## TEXTE DE LECTURE
───

Tout cela...
A en croire Erasme, les passions seraient le ressort intime de la folie, opposée à la raison. Moins manichéenne, j'ai trouvé dans un livre, résumée en une phrase, la raison pour laquelle la folie tôt ou tard emporte les tyrans : "Le déséquilibre entre un pouvoir-faire infini et un savoir-faire limité."
On pourrait imaginer que cela se passe à la fin de l'hiver, un grand champ de labour entoure la maison, quelques plaques de neige y subsistent, en bordure d'un bosquet d'arbres noirs. En eux-mêmes, ces détails, bien sûr, n'importent pas. Il me semblait simplement que la qualité de l'air à cette époque de l'année, dans ce décor, l'atmosphère de la pièce longtemps chauffée au feu de bois, l'ameublement, vieille commode de chêne ou de noyer, tapis épais ; il me semblait que tout cela était de nature à donner à la voix du lecteur le ton que j'attends d'elle, grave et doux, feutré sans excès, un peu monotone.
Devant un puits artésien aux traînées de rouille, subsiste cette image d'enfance, que rien ne saurait emporter plus loin. Dans la vasque qui recueillait l'eau précieuse en un pays qui en manque quelque peu, son parfum de cendre et de chevreaux montait à la tête, souffle de vie : un canal s'en échappait, ses abeilles ivres, accordées au demi-sommeil des heures trop chaudes.
Longtemps regardé les figures que le givre avait tracées sur la vitre, en train de se défaire. Elles abandonnaient le terrain, rentraient en elles-mêmes, s'arrondissaient en gouttes : un goût particulier pour le spectacle de la décomposition ; la dislocation d'un ensemble et la retraite désordonnée de chacun de ses éléments. Que rien ne soit intangible et que tout puisse à tout moment se défaire, spécialement ce qui se construit patiemment au prix d'efforts énormes.

───

## Lignes brutes
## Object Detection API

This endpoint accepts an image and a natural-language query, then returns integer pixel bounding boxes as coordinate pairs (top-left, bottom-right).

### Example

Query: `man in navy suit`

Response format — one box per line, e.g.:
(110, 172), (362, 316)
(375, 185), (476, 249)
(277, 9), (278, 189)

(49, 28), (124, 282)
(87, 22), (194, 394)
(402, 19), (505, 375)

───

## TRAVAIL À RÉALISER
a) Recopiez fidèlement le passage du texte de lecture qui commence aux mots "Longtemps regardé les" et s'achève après les mots "prix d'efforts énormes.".
b) Mettez à jour l'ensemble des lignes fournies en remplaçant "navy" par "gray", sans rien modifier d'autre.
Le texte de lecture et les lignes sont sans rapport l'un avec l'autre.

## SOLUTIONS DES EXERCICES
a)
Longtemps regardé les figures que le givre avait tracées sur la vitre, en train de se défaire. Elles abandonnaient le terrain, rentraient en elles-mêmes, s'arrondissaient en gouttes : un goût particulier pour le spectacle de la décomposition ; la dislocation d'un ensemble et la retraite désordonnée de chacun de ses éléments. Que rien ne soit intangible et que tout puisse à tout moment se défaire, spécialement ce qui se construit patiemment au prix d'efforts énormes.

b)
## Object Detection API

This endpoint accepts an image and a natural-language query, then returns integer pixel bounding boxes as coordinate pairs (top-left, bottom-right).

### Example

Query: `man in gray suit`

Response format — one box per line, e.g.:
(110, 172), (362, 316)
(375, 185), (476, 249)
(277, 9), (278, 189)

(49, 28), (124, 282)
(87, 22), (194, 394)
(402, 19), (505, 375)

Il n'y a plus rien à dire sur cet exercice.